### [Instruction a]
Answer these questions using the excerpt on Canada's election and the energy sector:
(i) On what date is the election being held?
(ii) Who leads the Conservative party?
(iii) How many electors voted at advance polls?

### [Excerpted text]
================

Both parties push the need for new investment to tap non-US energy markets, but project permitting policy is a key differentiator, writes Brett Holmes

Canada's Liberal party is positioning itself to receive a fourth straight mandate on 28 April, but it must first fend off a late push by the Conservatives in an election campaign that has been closely watched by the energy sector.

The Liberals have benefited from the selection of a new leader in Mark Carney last month, combined with a considerable foe to rally against — US president Donald Trump and his verbal and economic attacks on Canada. While campaigning, Carney has tried to keep the focus on Trump's annexation and economic threats, but momentum has seemingly stalled. The Liberals led the Conservatives by a 42:38 margin on 24 April, but this is three points less than 10 days earlier, according to poll aggregator 338Canada.

The tight race has already motivated a record 7.3mn electors to cast their vote at advance polls, and the energy industry has kept a close eye on promises made by both Carney and his challenger, Conservative leader Pierre Poilievre. Both agree that pivoting away from a hostile US is critical, and that new trade corridors to Canada's coasts are key to reaching more reliable partners. But executives from major Canadian energy companies point out that there is likely to be lower-hanging fruit that can attract investment in a country where productivity has been lagging its peers. Industry leaders have pleaded for government to "reset its policies", which Carney seems less inclined to do than Poilievre.

================

[Source records]
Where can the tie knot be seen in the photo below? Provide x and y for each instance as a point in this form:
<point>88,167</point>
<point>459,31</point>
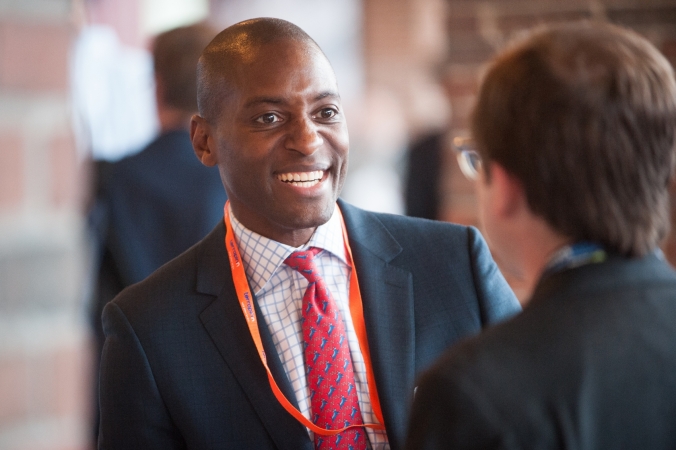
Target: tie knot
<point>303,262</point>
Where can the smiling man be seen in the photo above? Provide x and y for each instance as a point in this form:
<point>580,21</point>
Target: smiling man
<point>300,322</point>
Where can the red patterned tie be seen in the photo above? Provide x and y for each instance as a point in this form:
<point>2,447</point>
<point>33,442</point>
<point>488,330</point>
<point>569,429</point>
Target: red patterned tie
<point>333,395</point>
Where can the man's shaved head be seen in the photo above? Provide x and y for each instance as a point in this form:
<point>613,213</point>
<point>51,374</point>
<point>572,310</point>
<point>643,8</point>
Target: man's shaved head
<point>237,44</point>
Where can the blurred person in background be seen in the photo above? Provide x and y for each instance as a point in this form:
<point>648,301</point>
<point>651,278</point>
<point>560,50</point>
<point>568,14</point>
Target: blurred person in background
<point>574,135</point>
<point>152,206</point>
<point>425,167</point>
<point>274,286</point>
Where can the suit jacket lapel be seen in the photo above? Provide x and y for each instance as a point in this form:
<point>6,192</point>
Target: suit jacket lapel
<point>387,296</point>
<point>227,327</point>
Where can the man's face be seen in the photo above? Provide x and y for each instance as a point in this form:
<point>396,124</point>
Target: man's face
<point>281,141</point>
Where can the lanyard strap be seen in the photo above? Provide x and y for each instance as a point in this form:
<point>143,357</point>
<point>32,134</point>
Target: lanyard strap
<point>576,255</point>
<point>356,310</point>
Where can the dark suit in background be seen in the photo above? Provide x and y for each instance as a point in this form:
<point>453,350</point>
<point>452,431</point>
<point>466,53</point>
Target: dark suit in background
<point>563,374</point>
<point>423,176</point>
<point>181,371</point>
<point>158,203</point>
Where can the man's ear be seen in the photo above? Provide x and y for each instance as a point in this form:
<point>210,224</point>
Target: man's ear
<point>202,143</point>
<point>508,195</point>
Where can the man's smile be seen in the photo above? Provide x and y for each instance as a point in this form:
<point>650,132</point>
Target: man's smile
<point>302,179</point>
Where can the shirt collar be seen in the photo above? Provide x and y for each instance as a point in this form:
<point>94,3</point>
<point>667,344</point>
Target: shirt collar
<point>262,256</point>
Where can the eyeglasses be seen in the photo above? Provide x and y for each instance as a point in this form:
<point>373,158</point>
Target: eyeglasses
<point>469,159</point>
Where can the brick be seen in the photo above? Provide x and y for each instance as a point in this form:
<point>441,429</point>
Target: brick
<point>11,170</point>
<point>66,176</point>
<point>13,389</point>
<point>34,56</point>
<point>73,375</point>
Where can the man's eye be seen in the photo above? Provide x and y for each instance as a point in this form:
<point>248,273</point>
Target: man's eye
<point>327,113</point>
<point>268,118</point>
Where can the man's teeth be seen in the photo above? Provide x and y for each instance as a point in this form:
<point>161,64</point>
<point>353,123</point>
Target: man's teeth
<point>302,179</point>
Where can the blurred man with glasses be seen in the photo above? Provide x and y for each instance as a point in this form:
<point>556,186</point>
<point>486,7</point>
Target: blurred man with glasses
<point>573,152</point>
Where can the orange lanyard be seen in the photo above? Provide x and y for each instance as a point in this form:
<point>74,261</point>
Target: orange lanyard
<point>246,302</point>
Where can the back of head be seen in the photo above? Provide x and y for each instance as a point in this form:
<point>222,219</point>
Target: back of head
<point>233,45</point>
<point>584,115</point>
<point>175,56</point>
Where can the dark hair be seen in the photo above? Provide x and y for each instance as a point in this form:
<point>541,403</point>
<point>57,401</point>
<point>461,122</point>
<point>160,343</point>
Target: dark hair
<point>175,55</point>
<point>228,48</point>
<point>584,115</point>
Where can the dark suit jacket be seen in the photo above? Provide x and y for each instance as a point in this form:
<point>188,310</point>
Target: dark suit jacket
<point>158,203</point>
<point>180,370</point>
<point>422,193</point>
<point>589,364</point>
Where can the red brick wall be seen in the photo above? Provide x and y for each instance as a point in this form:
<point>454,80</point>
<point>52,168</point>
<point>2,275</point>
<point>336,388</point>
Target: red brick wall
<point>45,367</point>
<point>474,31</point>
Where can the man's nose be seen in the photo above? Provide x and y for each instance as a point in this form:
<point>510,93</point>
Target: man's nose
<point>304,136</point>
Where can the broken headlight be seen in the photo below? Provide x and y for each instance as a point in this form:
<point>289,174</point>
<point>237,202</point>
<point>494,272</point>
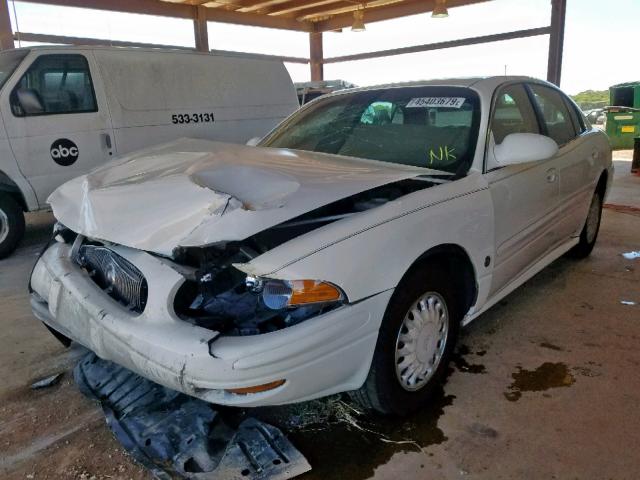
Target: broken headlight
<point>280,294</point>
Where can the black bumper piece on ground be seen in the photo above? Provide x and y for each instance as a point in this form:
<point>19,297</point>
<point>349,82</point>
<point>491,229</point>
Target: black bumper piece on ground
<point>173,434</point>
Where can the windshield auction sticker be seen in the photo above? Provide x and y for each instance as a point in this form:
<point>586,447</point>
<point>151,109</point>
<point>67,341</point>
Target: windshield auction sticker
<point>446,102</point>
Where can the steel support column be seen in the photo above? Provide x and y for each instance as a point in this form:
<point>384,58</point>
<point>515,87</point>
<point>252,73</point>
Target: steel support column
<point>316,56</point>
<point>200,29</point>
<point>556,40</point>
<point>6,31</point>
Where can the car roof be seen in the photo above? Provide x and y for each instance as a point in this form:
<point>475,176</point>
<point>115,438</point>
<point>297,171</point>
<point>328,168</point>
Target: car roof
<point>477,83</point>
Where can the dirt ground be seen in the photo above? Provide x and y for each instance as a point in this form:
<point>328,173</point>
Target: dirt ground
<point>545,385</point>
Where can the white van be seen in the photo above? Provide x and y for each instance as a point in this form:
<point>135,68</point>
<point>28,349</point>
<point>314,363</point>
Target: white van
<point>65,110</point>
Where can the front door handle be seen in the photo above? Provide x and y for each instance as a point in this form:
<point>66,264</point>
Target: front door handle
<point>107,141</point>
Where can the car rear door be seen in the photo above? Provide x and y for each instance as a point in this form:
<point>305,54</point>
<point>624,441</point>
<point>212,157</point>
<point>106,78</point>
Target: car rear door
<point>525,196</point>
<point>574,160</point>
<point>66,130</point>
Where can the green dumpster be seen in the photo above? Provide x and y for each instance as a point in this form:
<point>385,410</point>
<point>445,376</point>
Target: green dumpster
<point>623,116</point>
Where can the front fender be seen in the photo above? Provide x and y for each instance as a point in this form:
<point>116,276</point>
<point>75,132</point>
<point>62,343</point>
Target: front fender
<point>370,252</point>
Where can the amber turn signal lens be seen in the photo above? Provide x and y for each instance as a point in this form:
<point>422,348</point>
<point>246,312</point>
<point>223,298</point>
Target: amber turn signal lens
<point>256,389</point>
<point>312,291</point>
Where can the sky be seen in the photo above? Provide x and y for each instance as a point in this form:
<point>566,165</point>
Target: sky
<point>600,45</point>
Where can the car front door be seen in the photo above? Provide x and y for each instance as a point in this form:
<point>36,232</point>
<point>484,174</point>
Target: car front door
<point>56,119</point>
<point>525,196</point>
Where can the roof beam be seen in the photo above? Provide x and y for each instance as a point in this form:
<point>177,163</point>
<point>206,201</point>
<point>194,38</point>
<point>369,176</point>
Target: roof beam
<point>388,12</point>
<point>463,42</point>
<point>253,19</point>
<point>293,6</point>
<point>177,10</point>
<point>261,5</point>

================

### [Instruction b]
In the rows, revise the stretch from the line containing "Where can the eyeglasses" through the line containing "<point>246,302</point>" by replacing "Target" with "Label" and changing nothing else, then give back only those lines.

### [Reply a]
(i) 28 April
(ii) Pierre Poilievre
(iii) A record 7.3mn

### [Reply b]
Where can the eyeglasses be seen in the photo above? Provide x and y for each instance as a point in this form:
<point>373,158</point>
Label: eyeglasses
<point>469,159</point>
Where can the brick be seen in the photo above? Provide x and y for each instance as a point in this form:
<point>441,429</point>
Label: brick
<point>11,170</point>
<point>66,176</point>
<point>13,389</point>
<point>34,56</point>
<point>73,375</point>
Where can the man's eye be seen in the photo above? Provide x and y for each instance as a point in this form:
<point>248,273</point>
Label: man's eye
<point>327,113</point>
<point>268,118</point>
Where can the man's teeth be seen in the photo above? Provide x and y for each instance as a point in this form:
<point>161,64</point>
<point>353,123</point>
Label: man's teeth
<point>302,179</point>
Where can the blurred man with glasses be seen in the photo above? Provide x and y for each instance as a point in this form:
<point>556,186</point>
<point>486,7</point>
Label: blurred man with glasses
<point>573,152</point>
Where can the orange lanyard be seen in the photo above? Provide x and y for each instance as a point in this form:
<point>74,261</point>
Label: orange lanyard
<point>246,302</point>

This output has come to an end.